_Input records_.
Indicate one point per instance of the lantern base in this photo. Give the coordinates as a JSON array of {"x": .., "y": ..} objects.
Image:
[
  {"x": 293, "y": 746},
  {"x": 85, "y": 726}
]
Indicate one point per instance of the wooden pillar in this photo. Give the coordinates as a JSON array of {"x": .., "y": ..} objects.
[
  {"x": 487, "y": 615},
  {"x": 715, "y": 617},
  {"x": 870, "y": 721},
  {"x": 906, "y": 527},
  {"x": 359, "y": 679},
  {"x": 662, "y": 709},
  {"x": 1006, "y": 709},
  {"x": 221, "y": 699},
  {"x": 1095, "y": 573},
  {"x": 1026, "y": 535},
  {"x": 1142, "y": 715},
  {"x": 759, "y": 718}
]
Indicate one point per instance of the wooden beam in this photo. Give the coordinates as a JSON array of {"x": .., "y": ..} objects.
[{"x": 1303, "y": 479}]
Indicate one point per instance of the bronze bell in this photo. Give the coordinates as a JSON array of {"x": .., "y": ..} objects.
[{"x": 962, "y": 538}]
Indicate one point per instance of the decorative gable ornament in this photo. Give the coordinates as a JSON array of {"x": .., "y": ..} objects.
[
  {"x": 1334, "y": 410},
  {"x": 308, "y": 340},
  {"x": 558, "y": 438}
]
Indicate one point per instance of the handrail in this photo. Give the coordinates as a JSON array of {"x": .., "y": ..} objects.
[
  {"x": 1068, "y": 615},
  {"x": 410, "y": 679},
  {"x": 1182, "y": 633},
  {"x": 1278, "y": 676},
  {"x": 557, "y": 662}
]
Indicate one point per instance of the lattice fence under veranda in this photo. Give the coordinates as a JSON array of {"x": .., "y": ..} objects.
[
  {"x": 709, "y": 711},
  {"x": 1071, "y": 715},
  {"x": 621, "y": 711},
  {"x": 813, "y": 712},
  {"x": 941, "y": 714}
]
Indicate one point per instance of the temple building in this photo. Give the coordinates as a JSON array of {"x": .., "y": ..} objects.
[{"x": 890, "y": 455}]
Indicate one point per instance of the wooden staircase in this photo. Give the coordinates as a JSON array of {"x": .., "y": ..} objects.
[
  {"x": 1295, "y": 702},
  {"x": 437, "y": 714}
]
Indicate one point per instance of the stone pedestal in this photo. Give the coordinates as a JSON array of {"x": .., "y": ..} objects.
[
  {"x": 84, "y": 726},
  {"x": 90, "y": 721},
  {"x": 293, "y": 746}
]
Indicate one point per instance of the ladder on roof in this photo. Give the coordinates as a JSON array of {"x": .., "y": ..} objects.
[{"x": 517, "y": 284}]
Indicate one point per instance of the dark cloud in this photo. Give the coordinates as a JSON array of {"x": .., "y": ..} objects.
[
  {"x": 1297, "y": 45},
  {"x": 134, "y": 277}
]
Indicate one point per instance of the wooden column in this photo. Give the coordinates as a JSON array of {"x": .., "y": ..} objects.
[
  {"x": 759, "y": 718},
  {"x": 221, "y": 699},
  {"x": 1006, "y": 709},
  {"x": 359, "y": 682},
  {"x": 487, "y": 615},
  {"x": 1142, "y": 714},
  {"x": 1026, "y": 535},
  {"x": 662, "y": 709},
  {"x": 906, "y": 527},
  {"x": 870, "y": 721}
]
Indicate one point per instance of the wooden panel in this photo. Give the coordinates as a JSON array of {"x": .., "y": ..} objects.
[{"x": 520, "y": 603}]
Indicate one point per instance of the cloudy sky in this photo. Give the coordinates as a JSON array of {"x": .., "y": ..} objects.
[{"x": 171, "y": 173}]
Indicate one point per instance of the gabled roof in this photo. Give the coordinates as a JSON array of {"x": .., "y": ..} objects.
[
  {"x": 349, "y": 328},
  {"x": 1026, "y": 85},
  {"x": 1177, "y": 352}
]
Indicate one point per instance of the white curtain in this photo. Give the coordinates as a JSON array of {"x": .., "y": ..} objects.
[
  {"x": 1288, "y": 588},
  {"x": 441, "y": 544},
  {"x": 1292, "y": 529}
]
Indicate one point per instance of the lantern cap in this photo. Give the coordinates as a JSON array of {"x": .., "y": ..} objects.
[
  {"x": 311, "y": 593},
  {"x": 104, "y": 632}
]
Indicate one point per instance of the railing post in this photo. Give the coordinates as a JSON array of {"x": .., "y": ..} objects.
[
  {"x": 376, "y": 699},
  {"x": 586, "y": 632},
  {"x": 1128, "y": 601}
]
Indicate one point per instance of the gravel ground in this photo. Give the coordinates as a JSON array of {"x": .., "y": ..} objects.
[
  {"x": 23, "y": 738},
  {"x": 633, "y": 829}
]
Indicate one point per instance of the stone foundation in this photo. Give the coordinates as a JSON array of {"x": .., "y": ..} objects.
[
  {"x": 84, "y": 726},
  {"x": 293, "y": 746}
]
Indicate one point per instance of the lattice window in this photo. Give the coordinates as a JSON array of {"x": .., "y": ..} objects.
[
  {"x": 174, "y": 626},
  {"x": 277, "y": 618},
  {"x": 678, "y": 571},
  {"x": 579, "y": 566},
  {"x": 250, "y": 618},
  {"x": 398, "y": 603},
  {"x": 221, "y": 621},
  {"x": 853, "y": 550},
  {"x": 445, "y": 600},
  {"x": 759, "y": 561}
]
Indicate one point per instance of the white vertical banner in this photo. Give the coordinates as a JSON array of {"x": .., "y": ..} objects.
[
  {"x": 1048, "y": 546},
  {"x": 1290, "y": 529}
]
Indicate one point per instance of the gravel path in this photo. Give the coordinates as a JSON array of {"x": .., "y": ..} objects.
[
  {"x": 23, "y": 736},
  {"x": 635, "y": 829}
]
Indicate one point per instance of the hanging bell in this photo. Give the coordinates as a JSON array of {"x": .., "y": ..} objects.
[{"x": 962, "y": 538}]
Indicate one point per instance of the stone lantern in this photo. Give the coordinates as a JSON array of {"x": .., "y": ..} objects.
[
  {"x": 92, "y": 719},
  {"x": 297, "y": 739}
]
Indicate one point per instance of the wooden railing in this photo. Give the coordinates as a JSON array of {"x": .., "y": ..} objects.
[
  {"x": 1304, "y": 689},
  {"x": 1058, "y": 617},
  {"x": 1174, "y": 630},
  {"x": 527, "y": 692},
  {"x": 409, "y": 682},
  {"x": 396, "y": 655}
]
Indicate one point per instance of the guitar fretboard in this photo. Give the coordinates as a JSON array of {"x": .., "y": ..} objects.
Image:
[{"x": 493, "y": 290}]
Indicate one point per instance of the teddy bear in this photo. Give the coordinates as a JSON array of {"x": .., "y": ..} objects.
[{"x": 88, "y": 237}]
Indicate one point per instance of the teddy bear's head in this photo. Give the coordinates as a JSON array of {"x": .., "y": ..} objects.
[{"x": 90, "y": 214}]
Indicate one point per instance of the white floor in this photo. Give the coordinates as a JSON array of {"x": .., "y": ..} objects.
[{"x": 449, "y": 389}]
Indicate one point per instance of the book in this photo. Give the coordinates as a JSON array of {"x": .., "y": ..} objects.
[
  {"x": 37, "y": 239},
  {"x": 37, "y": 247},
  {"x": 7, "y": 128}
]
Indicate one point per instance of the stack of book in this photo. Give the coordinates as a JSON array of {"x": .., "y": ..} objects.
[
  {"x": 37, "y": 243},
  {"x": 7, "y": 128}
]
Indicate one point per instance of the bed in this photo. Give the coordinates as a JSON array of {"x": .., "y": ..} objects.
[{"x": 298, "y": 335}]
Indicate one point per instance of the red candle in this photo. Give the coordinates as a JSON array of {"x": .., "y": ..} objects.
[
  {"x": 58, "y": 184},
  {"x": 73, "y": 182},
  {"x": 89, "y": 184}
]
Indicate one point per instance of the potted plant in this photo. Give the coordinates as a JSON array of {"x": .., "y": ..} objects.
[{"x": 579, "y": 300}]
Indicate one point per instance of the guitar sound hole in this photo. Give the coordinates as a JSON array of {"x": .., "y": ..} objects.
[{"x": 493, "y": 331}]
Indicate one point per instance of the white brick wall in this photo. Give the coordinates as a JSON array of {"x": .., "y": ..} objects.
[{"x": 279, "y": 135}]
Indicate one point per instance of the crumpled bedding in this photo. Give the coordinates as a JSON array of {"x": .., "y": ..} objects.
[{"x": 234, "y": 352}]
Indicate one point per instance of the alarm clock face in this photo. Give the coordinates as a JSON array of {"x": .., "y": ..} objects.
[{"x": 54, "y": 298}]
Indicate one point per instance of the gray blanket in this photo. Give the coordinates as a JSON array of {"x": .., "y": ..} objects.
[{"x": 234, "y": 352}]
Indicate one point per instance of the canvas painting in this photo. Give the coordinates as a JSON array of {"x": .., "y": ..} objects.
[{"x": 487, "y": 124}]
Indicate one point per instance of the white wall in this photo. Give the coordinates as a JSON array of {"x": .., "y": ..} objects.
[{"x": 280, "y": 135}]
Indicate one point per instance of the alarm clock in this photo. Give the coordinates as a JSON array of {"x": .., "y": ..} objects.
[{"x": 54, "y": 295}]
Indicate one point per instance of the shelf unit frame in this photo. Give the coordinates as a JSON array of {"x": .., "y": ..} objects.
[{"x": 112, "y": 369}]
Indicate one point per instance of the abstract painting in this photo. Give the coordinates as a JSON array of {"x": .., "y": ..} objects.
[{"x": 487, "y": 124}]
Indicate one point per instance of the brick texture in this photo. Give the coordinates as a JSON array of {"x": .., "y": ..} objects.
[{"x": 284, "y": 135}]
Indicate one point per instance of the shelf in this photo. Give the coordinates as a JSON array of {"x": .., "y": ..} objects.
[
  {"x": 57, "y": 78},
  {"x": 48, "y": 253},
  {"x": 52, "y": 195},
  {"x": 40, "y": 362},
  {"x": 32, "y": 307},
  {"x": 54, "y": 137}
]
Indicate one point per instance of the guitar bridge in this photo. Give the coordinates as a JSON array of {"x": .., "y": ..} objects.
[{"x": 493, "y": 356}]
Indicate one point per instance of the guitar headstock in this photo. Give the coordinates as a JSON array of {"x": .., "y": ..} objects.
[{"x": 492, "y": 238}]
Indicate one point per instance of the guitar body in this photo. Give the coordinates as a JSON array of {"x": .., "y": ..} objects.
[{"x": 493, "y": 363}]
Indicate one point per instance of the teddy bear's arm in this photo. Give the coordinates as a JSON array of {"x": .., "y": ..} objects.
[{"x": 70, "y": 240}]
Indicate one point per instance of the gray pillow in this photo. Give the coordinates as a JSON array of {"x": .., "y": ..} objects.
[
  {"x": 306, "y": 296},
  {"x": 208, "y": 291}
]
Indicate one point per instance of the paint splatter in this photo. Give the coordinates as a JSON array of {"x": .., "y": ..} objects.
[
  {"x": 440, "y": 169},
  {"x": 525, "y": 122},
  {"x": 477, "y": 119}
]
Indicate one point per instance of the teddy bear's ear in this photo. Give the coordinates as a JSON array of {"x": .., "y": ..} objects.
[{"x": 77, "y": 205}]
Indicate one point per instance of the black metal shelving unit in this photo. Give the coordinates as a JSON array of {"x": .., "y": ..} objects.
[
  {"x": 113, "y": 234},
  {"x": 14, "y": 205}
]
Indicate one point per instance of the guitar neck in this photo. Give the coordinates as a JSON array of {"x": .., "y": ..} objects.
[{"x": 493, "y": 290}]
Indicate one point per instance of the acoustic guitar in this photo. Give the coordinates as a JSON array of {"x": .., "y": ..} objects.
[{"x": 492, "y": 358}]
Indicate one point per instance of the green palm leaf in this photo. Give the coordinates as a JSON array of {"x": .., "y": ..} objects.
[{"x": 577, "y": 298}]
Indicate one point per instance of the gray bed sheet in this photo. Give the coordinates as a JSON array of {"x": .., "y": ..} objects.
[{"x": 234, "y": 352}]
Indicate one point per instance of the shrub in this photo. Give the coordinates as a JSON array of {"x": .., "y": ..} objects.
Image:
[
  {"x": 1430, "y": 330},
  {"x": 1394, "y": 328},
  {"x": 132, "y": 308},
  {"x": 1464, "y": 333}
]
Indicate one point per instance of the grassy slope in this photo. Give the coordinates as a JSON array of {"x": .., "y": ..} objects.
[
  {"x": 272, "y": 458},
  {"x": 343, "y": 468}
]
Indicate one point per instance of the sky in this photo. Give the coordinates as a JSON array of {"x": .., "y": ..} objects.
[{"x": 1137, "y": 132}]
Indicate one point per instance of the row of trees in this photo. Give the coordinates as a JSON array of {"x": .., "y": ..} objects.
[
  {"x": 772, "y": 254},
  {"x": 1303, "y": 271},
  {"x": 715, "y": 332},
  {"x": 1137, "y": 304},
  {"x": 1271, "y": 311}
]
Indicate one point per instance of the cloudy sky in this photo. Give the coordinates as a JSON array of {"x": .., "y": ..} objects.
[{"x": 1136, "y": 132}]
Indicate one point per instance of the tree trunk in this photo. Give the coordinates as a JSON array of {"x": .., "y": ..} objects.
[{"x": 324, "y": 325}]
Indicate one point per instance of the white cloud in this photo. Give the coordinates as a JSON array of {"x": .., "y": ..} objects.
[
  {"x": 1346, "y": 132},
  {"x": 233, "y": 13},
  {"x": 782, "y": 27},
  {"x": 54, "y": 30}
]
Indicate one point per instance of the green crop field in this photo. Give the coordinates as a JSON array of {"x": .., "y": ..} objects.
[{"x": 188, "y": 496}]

_Problem statement_. All lines from the line containing "Indicate one point per instance of the sky" through the end of the listing above are to be duplicated exactly; include both ends and nothing further.

_Answer to this exercise_.
Indicate one point per instance of the sky in this photo. Give the coordinates as a JSON array of {"x": .., "y": ..} objects.
[{"x": 1137, "y": 132}]
Indicate one point per instance of the row of trees in this photo. Give the coordinates as a JSON array of {"x": .., "y": ..} objects.
[
  {"x": 772, "y": 254},
  {"x": 1303, "y": 271},
  {"x": 715, "y": 332},
  {"x": 1137, "y": 304},
  {"x": 1271, "y": 311}
]
Indicate one point per instance of the cloudy sky in this photo. Give the coordinates as a JSON array of {"x": .., "y": ..} objects.
[{"x": 1136, "y": 132}]
Indicate one point per instance of the tree trunk in this photo. Give the coordinates as a JSON array of {"x": .., "y": ..} objects.
[{"x": 324, "y": 325}]
Indicate one point per instance of the white cloud in this photo. Give the coordinates as a JSON array of {"x": .., "y": ..} objects.
[
  {"x": 1346, "y": 132},
  {"x": 233, "y": 13},
  {"x": 782, "y": 27},
  {"x": 54, "y": 30}
]
Indicate one point per instance of the green crop field in this photo. Give the coordinates as a JSON array of {"x": .., "y": ..} objects.
[{"x": 188, "y": 496}]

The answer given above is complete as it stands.